═════ Text under study ═════
WSU lab joins network identifying new pathogens
The Washington Animal Disease Diagnostic Laboratory (WADDL) is now part of a national network of labs dedicated to controlling novel microbial threats.
The new network, known as the Pathogen Genomics Centers of Excellence, is part of the Centers for Disease Control and Prevention’s Advanced Molecular Detection program. The program was created to help states and local jurisdictions more effectively detect, understand, and prevent the spread of disease-causing pathogens, including new COVID-19 variants.
“As we’ve all learned from COVID-19, viruses are constantly changing,” WADDL Director Kevin Snekvik said. “This new program firmly puts us in a position to better protect human and animal health by focusing on substantially reducing the time required to perform genetic sequencing and epidemiological interpretation of the latest disease-causing pathogens.”
Snekvik said a unified bioinformatics database for labs analyzing and sequencing genetic data, as well as an integrated network of skilled analysts nationwide, will provide much-needed consistency among partner labs.
Created by a $1.7 billion investment from the Biden administration, the Pathogen Genomics Centers of Excellence includes five principal investigators: the Georgia Department of Public Health, the Massachusetts Department of Public Health, the Minnesota Department of Health, the Virginia Division of Consolidated Laboratory Services, and the Washington State Department of Health.
═════ Extracted material ═════
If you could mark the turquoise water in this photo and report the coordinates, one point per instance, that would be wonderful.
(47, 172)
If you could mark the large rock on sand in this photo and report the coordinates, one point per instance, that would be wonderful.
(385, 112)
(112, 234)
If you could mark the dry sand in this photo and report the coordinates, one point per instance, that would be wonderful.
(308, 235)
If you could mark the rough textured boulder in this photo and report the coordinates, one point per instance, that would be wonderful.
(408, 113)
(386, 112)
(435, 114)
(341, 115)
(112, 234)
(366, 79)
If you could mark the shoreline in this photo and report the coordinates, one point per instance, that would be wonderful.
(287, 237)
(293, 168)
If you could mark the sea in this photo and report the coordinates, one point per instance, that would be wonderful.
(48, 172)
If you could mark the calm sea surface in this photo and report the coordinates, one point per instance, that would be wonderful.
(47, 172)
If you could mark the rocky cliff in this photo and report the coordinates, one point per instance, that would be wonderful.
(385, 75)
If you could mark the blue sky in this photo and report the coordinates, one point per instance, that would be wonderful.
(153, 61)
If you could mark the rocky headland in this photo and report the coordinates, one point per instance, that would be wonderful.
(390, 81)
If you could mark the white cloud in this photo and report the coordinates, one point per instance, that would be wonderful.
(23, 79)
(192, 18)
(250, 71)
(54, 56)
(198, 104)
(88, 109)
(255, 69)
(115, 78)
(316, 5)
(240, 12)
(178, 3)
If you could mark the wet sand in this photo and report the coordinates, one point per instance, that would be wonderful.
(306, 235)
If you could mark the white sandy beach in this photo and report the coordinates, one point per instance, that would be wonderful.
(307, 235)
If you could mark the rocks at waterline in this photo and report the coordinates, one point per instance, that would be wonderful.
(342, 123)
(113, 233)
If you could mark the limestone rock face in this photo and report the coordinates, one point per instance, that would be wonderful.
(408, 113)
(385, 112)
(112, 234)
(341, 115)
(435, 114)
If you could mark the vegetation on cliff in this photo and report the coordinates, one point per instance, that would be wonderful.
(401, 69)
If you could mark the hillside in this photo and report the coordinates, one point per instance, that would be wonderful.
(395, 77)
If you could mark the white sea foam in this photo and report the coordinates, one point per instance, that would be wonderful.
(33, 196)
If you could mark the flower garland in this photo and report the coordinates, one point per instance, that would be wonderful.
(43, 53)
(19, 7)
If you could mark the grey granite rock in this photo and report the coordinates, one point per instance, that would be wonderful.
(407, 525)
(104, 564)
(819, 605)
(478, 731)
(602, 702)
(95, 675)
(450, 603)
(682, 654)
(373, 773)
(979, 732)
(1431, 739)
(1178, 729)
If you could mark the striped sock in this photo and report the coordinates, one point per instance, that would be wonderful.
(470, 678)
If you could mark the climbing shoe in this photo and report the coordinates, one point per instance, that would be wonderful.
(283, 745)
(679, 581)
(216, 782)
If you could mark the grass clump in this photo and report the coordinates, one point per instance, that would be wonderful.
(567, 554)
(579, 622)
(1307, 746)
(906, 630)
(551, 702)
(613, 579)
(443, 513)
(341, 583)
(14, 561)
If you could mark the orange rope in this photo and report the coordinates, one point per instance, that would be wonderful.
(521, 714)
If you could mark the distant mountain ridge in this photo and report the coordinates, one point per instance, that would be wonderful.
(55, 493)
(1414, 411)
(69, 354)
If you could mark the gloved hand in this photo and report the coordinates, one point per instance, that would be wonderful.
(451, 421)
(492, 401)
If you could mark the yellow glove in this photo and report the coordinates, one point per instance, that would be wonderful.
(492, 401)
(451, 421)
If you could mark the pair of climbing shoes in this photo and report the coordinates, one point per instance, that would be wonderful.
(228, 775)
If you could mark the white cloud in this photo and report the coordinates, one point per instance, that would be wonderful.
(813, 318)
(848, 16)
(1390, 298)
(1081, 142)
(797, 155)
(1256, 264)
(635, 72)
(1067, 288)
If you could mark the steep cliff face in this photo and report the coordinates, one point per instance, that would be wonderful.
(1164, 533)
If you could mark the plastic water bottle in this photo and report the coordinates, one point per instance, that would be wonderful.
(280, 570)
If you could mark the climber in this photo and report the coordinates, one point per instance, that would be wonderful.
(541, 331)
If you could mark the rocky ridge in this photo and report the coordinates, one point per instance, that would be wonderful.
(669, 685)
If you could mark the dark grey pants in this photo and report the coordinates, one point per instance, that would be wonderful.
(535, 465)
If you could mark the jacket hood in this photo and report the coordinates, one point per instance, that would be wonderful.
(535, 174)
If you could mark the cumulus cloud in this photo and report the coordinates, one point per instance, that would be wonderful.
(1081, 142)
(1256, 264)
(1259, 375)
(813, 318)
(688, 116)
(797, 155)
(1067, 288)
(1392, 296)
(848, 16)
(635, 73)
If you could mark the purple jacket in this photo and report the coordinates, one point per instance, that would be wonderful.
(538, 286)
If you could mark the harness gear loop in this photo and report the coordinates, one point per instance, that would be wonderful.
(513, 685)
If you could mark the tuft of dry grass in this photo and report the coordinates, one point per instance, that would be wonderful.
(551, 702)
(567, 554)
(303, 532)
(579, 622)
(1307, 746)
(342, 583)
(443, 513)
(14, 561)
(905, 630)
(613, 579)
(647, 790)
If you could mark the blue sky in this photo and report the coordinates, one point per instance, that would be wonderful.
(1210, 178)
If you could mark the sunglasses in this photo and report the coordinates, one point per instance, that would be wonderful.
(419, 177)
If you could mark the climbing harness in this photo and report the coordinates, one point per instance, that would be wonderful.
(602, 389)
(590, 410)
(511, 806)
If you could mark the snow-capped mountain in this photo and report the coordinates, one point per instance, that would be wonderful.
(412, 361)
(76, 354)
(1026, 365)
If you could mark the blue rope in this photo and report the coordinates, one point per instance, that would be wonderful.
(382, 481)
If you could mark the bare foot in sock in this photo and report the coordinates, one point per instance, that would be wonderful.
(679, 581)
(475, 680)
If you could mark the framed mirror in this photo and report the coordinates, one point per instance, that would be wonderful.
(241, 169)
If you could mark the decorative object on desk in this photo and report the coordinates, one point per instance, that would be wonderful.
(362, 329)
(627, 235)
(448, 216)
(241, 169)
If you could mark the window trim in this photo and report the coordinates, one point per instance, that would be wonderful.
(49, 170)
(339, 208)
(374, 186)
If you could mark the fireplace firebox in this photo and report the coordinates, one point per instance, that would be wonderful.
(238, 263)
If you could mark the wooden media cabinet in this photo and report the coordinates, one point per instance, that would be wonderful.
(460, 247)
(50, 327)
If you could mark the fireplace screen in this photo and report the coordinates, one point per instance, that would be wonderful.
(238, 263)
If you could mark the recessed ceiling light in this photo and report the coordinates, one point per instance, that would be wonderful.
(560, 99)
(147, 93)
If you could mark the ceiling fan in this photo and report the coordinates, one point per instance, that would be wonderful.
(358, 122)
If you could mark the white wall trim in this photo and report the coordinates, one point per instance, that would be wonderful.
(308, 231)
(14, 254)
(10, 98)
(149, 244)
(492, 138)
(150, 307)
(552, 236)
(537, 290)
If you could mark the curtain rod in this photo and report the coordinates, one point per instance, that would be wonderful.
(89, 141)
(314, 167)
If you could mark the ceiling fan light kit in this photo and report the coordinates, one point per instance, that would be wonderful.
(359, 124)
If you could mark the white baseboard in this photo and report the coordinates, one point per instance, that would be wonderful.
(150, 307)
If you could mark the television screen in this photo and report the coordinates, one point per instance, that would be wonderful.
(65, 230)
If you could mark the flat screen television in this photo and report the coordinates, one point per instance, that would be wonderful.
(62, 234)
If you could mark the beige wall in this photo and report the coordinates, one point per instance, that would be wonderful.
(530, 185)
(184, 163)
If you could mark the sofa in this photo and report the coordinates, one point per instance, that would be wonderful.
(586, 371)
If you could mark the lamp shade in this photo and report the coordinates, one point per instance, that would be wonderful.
═════
Problems to solve:
A - List the five principal investigators of the Pathogen Genomics Centers of Excellence as named in the article about the WSU lab joining the pathogen network.
B - Continue the article about the WSU lab joining the pathogen-identification network from its final sentence.

Written responses:
A -
- Georgia Department of Public Health
- Massachusetts Department of Public Health
- Minnesota Department of Health
- Virginia Division of Consolidated Laboratory Services
- Washington State Department of Health

B -
Partnerships between the Washington State Department of Health, WADDL, the Fred Hutchinson Cancer Center, the University of Washington, and Seattle and King County public health departments, will provide pathogen detection and sequencing for much of the western United States. Outside of Washington, Minnesota’s partner labs are the only others located west of the Mississippi River.
WADDL – housed in the WSU College of Veterinary Medicine – will provide a key veterinary component to the lab network.
“We bring an animal-health piece that is critical when exploring these viruses.” Snekvik said.
Over the next five years, the lab is projected to receive approximately $250,000 per year to support new infrastructure for sequencing and fund positions which will conduct sequencing and bioinformatic analyses.
Snekvik said funding may be increased if greater sequencing capacity is needed to address an emerging infectious disease outbreak. He said the new network will also further strengthen a relationship with the Washington State Department of Health and other partners in the state.
“One of our long-term goals is to integrate public health along with our other training we provide,” Snekvik said. “This new network allows us to do that and work with partners that could lead to additional research and surveillance opportunities.”